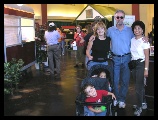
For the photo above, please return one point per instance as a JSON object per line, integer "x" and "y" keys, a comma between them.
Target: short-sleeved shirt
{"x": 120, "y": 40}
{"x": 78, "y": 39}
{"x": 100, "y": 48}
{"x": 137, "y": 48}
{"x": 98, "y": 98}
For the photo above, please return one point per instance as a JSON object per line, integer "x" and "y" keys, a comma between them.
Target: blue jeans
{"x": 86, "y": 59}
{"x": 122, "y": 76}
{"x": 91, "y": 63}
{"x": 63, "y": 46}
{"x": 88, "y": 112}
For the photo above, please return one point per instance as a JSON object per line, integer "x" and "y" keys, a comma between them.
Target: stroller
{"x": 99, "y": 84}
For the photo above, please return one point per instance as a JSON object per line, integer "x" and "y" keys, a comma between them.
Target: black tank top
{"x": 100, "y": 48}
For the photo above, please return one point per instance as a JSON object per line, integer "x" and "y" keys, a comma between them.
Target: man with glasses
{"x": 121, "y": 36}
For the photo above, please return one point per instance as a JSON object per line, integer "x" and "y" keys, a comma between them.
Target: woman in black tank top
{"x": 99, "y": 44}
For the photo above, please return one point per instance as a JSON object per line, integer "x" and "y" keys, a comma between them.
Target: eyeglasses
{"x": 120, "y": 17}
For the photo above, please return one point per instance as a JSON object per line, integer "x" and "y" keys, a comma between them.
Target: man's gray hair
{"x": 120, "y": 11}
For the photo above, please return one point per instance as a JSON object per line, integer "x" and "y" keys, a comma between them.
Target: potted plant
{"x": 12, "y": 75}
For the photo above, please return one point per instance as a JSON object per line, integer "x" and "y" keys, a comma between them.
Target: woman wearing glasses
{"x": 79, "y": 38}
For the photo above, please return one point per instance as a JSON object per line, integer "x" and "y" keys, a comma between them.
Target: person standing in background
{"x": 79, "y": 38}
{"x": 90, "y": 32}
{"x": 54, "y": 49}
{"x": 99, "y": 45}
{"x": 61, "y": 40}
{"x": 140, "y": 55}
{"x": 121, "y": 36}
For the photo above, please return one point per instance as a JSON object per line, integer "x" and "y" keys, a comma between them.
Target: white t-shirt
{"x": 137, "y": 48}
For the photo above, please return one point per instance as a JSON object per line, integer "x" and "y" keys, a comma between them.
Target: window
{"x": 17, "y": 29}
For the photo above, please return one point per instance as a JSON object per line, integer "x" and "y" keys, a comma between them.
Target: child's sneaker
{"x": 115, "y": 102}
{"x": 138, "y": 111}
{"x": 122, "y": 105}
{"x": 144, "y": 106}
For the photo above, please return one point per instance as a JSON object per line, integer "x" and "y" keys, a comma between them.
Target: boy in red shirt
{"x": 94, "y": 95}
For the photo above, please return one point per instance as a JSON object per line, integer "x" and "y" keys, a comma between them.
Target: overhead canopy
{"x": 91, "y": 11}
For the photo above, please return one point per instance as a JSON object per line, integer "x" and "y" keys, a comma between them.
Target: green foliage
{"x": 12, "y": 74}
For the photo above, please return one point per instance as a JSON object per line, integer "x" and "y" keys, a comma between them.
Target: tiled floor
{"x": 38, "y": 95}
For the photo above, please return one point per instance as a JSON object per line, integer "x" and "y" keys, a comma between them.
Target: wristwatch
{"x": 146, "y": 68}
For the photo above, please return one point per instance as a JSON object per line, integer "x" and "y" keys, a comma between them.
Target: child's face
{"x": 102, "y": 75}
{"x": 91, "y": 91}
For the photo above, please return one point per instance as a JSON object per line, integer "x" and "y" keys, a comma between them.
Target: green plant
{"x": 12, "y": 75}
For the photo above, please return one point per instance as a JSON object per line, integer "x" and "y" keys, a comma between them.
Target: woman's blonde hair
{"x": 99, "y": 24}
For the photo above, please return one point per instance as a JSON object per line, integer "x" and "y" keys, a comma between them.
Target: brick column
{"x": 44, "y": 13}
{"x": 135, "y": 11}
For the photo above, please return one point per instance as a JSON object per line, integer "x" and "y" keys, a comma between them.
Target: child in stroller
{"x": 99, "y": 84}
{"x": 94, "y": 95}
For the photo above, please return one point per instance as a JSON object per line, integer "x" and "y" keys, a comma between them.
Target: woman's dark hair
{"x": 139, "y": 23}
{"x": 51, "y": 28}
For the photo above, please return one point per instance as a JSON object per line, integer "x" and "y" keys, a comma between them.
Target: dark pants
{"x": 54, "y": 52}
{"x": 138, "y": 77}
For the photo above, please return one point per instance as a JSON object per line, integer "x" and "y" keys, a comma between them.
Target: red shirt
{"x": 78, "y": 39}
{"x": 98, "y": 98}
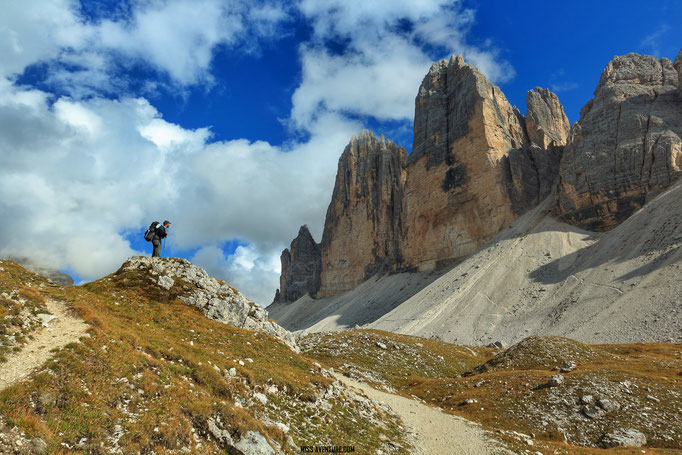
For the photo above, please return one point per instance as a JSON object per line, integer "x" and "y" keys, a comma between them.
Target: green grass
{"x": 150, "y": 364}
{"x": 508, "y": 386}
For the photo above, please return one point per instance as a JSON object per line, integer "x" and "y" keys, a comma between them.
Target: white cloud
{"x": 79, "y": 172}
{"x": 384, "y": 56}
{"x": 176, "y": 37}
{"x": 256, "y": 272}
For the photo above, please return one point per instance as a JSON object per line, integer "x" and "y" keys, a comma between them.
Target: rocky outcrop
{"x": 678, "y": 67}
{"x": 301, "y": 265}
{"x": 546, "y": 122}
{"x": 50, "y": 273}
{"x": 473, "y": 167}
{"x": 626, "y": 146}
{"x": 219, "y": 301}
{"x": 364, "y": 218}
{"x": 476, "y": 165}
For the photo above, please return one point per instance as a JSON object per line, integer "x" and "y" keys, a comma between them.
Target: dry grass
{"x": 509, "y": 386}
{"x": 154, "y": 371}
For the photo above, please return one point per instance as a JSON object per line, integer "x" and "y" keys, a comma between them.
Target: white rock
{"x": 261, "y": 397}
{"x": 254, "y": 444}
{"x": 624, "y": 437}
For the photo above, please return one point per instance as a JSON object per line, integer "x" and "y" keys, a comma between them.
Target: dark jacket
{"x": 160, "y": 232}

____

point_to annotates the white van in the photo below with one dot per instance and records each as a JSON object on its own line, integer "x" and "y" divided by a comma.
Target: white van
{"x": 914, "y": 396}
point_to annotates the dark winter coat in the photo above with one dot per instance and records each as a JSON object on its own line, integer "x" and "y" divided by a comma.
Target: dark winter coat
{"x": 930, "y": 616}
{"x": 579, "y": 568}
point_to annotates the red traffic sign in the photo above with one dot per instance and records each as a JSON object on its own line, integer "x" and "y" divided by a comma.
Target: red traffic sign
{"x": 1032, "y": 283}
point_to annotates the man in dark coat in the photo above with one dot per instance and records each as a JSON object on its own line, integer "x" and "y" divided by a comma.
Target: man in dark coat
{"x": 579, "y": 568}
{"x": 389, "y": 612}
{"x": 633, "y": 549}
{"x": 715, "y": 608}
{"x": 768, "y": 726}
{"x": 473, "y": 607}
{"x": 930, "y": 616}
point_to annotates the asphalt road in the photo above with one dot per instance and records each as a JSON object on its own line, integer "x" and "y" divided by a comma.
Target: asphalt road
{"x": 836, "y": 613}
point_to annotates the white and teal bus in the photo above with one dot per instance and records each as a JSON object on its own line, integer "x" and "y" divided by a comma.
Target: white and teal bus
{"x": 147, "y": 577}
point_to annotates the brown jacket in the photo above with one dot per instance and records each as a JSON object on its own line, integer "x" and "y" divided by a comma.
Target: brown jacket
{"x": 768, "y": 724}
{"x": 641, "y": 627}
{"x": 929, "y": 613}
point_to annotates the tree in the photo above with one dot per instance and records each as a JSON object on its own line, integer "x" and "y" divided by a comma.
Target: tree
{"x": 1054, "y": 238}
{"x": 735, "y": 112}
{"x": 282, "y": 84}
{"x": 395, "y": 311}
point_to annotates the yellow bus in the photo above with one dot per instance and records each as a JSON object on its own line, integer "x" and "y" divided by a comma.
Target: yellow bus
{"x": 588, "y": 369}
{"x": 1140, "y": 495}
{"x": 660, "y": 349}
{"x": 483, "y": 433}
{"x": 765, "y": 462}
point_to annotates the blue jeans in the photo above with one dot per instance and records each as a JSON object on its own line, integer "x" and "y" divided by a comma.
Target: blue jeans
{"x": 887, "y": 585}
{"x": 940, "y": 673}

____

## Exercise
Report how many of the lines above contain the word "tree", treating uppercase and lowercase as distinct. Give only the number.

## Answer to the problem
2